Your task: Copy all the entries word for word, but omit the pictures.

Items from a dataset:

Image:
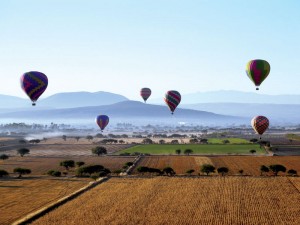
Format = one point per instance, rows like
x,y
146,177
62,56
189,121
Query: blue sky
x,y
121,46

The completed task:
Image:
Format = one point per instance, rows like
x,y
146,177
62,56
189,121
Query: blue sky
x,y
121,46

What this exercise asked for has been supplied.